--- Begin Document section ---

When the pressure ratio, $p_{o u t} / p_{i n}$ , falls below ${(\frac{2}{γ + 1})}^{\frac{γ}{γ - 1}}$ , the orifice becomes choked and the block switches to the equation

$\dot{m} = C_{d} S_{o p e n} \sqrt{\frac{2 γ}{γ + 1} p_{i n} ρ_{i n} \frac{1}{{(\frac{γ + 1}{2})}^{\frac{2}{γ - 1}} - {(\frac{S_{o p e n}}{S})}^{2}}} .$

For more information on the mass flow equations when the Valve parametrization parameter is Orifice area based on geometry, see [4].

Mass Balance

The block assumes the volume and mass of fluid inside the valve is very small and ignores these values. As a result, no amount of fluid can accumulate in the valve. By the principle of conservation of mass, the mass flow rate into the valve through one port equals that out of the valve through the other port

${\dot{m}}_{A} + {\dot{m}}_{B} = 0,$

where $\dot{m}$ is defined as the mass flow rate into the valve through the port indicated by the A or B subscript.

Energy Balance

The resistive element of the block is an adiabatic component. No heat exchange can occur between the fluid and the wall that surrounds it. No work is done on or by the fluid as it traverses from inlet to outlet. Energy can flow only by advection, through ports A and B. By the principle of conservation of energy, the sum of the port energy flows is always equal to zero

$ϕ_{A} + ϕ_{B} = 0,$

where ϕ is the energy flow rate into the valve through ports A or B.

--- End Document section ---

What you are asked to do: Reproduce everything in the valve flow text from "Mass Balance" down to "or B subscript.", character for character.

--- Begin Material shown ---

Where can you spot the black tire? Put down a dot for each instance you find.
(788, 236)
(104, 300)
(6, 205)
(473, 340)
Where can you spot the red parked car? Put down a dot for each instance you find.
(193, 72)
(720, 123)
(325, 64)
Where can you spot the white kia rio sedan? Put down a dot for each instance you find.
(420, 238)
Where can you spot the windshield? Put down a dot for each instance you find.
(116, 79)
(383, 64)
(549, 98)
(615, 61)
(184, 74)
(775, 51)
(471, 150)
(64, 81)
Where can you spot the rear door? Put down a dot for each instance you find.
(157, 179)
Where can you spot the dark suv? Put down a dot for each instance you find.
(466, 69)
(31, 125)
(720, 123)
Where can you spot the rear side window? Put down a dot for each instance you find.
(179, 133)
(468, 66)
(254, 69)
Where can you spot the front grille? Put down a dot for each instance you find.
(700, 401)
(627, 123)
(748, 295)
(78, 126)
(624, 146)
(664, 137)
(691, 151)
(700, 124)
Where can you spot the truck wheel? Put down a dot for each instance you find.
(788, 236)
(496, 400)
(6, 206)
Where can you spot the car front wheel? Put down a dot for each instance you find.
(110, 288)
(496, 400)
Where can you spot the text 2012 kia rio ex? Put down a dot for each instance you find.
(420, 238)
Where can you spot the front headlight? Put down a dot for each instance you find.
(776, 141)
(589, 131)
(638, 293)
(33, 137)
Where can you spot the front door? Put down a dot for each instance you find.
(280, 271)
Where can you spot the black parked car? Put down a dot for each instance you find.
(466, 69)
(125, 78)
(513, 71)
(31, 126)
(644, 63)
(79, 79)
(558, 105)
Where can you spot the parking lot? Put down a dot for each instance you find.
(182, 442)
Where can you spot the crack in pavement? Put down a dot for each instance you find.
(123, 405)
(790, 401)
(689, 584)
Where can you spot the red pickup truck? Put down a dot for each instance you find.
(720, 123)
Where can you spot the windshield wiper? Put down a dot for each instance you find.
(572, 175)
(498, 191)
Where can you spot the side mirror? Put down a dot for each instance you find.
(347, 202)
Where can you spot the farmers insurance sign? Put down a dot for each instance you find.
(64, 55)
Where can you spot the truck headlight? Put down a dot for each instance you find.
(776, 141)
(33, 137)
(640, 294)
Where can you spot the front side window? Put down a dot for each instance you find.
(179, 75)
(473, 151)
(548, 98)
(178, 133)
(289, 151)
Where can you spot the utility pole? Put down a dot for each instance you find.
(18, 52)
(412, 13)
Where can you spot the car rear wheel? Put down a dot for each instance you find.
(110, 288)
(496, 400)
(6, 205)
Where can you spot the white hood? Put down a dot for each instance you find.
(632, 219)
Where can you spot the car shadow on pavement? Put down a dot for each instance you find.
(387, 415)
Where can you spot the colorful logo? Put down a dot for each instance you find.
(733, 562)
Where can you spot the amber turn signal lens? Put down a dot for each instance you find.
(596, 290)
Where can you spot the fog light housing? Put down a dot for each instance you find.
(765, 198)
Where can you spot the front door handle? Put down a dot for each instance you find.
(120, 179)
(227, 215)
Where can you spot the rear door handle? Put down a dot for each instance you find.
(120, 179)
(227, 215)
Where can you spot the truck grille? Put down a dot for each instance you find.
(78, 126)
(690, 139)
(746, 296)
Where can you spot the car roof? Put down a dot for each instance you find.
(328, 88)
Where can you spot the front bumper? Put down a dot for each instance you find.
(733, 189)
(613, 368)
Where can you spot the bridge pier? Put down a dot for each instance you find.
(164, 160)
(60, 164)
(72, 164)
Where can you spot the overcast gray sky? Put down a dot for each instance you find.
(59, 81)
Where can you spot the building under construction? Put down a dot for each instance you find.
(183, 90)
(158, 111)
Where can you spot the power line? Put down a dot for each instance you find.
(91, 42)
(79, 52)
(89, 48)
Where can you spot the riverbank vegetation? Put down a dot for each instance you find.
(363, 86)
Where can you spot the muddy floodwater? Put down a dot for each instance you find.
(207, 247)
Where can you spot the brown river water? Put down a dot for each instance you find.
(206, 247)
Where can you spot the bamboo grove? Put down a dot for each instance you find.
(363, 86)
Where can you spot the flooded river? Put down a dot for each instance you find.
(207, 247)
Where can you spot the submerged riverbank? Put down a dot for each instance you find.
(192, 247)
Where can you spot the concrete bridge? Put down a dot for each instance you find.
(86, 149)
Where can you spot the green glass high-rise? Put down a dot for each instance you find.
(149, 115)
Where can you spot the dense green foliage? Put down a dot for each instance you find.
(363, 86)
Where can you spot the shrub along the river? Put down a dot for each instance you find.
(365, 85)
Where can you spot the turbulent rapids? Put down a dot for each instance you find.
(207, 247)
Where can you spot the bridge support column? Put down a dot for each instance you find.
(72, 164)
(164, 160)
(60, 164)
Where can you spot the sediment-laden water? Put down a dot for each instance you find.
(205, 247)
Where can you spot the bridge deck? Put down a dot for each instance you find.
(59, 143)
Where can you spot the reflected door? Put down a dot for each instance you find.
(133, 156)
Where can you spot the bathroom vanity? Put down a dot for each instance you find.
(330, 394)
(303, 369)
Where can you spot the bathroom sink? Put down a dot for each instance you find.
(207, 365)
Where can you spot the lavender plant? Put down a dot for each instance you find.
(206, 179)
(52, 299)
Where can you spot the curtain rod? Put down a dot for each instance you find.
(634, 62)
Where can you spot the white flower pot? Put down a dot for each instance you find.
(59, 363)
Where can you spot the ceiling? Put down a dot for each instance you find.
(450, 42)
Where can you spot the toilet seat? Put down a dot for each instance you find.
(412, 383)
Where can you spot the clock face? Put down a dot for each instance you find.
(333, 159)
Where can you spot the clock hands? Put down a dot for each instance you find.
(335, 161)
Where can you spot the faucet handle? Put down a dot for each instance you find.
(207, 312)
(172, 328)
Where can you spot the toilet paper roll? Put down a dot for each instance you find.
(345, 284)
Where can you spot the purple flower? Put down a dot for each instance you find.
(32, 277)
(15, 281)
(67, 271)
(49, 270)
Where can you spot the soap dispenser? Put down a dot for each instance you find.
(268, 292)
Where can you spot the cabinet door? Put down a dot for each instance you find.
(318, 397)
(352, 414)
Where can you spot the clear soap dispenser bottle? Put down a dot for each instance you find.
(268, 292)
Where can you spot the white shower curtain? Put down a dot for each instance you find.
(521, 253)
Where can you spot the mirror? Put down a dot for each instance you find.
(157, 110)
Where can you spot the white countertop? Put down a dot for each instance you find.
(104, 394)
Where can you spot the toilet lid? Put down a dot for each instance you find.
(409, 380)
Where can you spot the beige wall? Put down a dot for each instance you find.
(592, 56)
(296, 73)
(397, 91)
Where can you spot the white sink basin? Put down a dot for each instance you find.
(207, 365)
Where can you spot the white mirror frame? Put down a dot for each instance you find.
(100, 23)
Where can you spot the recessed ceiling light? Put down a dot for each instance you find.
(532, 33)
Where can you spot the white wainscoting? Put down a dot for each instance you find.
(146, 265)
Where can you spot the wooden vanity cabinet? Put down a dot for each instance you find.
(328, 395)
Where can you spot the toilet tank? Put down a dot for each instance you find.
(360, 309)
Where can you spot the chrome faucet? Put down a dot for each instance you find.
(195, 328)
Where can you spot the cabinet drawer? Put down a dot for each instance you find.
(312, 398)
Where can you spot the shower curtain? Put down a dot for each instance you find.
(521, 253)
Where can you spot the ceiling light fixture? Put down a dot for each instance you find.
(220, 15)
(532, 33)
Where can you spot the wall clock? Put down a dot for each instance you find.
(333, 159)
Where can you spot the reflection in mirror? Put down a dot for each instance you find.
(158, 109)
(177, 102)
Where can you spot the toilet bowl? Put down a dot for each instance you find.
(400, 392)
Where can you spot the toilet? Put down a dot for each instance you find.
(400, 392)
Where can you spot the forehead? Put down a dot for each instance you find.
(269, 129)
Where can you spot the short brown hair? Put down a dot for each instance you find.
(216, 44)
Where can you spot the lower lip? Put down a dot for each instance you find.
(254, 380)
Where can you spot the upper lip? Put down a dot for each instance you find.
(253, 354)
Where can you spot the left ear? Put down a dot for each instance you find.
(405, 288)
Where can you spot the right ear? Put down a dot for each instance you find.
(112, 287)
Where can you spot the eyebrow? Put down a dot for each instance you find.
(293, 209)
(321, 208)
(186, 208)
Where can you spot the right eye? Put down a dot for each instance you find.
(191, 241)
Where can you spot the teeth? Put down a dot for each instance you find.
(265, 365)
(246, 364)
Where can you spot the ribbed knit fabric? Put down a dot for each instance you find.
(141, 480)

--- End Material shown ---

The completed task:
Mass Balance

The block assumes the volume and mass of fluid inside the valve is very small and ignores these values. As a result, no amount of fluid can accumulate in the valve. By the principle of conservation of mass, the mass flow rate into the valve through one port equals that out of the valve through the other port

${\dot{m}}_{A} + {\dot{m}}_{B} = 0,$

where $\dot{m}$ is defined as the mass flow rate into the valve through the port indicated by the A or B subscript.